Stored items
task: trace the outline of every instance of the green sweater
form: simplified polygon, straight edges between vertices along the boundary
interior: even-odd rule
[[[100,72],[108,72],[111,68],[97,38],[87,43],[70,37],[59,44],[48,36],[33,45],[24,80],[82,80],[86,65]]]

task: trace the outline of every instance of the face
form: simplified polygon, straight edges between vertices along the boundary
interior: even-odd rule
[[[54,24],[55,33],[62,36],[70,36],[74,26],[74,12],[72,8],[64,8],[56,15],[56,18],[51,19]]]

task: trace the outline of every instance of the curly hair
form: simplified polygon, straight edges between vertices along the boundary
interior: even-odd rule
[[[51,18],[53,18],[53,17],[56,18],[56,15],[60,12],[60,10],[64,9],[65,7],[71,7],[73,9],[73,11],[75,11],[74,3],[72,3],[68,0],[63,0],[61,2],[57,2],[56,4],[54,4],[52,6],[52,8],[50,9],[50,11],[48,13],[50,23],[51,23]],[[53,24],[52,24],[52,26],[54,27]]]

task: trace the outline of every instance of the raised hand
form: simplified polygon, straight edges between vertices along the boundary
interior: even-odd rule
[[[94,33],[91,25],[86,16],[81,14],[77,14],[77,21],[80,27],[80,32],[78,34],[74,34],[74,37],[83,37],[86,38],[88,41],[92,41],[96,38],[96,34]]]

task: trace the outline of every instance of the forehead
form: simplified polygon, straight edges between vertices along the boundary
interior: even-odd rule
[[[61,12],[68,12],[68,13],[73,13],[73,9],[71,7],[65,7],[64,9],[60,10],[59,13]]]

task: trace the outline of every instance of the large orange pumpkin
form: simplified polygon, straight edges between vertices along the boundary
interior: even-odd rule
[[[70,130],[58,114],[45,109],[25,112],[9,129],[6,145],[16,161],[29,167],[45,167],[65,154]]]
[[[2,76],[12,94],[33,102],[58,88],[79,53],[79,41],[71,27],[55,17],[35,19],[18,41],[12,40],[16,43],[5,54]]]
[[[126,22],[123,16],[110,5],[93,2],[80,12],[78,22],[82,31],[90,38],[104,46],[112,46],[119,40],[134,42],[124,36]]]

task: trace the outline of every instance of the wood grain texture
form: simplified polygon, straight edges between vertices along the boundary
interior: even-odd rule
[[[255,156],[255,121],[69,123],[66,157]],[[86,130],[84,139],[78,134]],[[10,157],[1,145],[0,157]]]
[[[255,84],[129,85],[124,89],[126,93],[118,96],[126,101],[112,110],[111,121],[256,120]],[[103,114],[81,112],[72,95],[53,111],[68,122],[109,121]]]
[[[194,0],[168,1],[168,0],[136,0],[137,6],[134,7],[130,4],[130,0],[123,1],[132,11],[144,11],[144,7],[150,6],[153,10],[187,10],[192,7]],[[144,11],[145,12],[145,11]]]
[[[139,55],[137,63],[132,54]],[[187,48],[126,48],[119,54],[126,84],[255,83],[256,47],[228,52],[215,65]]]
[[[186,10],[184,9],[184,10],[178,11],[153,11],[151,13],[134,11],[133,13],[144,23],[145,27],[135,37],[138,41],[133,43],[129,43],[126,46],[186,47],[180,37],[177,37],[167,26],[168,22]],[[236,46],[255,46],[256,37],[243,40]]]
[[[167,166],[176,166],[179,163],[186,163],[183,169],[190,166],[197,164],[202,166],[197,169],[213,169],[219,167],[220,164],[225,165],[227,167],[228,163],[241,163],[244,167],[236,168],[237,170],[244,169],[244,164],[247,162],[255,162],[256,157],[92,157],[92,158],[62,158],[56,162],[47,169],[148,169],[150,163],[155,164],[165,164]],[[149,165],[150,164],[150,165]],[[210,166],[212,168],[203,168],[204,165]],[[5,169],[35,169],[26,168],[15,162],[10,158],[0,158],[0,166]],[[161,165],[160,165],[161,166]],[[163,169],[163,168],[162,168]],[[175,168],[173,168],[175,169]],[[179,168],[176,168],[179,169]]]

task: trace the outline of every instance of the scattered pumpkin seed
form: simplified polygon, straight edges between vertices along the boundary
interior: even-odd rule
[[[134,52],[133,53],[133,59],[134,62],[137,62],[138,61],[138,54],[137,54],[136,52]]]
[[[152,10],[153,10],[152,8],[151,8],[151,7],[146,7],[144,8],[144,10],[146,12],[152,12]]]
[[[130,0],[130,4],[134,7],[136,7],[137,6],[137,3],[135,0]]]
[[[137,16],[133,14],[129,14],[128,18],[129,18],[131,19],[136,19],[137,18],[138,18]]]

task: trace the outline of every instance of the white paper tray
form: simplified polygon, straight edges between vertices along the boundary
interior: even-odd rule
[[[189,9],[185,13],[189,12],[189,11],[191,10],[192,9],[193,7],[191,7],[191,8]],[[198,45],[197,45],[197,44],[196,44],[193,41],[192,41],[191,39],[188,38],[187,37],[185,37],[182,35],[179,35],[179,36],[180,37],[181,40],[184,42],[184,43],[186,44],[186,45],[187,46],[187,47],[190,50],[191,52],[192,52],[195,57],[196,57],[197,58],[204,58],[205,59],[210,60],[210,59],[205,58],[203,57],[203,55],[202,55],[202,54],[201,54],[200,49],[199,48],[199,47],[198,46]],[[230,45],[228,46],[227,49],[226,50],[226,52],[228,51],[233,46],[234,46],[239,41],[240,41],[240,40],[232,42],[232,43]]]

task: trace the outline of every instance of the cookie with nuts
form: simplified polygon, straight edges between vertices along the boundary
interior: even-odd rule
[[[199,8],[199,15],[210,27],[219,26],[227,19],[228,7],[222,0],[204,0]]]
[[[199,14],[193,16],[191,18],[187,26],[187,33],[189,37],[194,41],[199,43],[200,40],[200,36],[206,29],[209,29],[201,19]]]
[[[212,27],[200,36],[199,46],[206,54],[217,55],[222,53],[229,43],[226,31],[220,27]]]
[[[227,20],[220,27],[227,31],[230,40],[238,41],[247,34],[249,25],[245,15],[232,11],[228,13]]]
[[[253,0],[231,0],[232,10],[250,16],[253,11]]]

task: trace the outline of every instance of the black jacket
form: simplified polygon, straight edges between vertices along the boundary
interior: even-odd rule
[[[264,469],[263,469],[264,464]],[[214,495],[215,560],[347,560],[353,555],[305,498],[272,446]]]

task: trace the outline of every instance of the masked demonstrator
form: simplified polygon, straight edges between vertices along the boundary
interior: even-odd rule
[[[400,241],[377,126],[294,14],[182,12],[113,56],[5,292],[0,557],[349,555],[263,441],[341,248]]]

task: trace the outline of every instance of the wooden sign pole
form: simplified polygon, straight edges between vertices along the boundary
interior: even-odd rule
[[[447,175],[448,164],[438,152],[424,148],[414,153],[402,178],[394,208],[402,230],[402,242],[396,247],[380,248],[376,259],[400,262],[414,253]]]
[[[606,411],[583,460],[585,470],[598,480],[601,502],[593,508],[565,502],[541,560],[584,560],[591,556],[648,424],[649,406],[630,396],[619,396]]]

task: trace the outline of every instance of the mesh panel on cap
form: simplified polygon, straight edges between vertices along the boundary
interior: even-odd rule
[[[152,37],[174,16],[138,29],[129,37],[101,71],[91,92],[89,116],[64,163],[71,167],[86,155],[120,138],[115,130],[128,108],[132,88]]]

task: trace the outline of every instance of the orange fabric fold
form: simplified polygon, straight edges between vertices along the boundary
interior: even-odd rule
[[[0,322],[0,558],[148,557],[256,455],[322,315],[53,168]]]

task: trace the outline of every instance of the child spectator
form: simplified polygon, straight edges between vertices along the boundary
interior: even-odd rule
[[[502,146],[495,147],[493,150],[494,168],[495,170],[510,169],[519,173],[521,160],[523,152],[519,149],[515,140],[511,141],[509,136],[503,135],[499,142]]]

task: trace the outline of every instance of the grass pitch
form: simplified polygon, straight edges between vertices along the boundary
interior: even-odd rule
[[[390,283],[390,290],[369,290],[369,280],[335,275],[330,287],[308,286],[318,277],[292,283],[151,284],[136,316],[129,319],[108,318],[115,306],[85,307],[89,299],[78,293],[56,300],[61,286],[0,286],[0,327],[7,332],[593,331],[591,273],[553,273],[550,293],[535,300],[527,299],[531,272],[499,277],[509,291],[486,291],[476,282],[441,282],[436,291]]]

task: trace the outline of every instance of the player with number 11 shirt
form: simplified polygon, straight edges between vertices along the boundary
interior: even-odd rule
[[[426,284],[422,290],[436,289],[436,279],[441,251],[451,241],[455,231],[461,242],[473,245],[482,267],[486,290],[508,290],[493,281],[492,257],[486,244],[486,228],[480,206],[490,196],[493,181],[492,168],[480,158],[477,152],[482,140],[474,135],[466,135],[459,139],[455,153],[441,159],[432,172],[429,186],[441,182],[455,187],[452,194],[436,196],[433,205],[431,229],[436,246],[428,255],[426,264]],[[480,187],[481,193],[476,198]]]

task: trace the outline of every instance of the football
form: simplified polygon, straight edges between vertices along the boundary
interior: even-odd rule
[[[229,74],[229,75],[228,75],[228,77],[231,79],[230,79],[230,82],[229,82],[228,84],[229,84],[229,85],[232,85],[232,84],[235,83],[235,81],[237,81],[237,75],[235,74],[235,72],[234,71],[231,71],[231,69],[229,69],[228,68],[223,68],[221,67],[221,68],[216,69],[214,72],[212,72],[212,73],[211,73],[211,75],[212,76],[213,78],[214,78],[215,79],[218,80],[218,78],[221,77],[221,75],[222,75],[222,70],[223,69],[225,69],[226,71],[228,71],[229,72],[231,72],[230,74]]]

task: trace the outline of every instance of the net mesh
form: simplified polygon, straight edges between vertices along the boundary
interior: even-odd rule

_INSTRUCTIONS FOR THE TASK_:
Extract, exactly as they appear, the lines from the one containing "task: trace the outline of every instance of the football" through the final line.

_EXPECTED ANSWER_:
task: trace the outline of every instance of the football
form: simplified polygon, straight edges between vertices along the boundary
interior: even-odd rule
[[[229,74],[229,75],[228,75],[228,77],[231,79],[230,79],[230,82],[229,82],[228,84],[229,84],[229,85],[232,85],[232,84],[235,83],[235,81],[237,81],[237,75],[235,74],[235,72],[234,71],[231,71],[231,69],[229,69],[228,68],[223,68],[221,67],[221,68],[216,69],[214,72],[212,72],[212,73],[211,73],[211,75],[212,76],[213,78],[214,78],[215,79],[218,80],[218,78],[221,77],[221,75],[222,75],[222,70],[223,69],[225,69],[226,71],[228,71],[229,72],[231,72],[230,74]]]

task: trace the outline of every instance of the net mesh
form: simplified polygon, straight edges between vertices along the boundary
interior: even-odd rule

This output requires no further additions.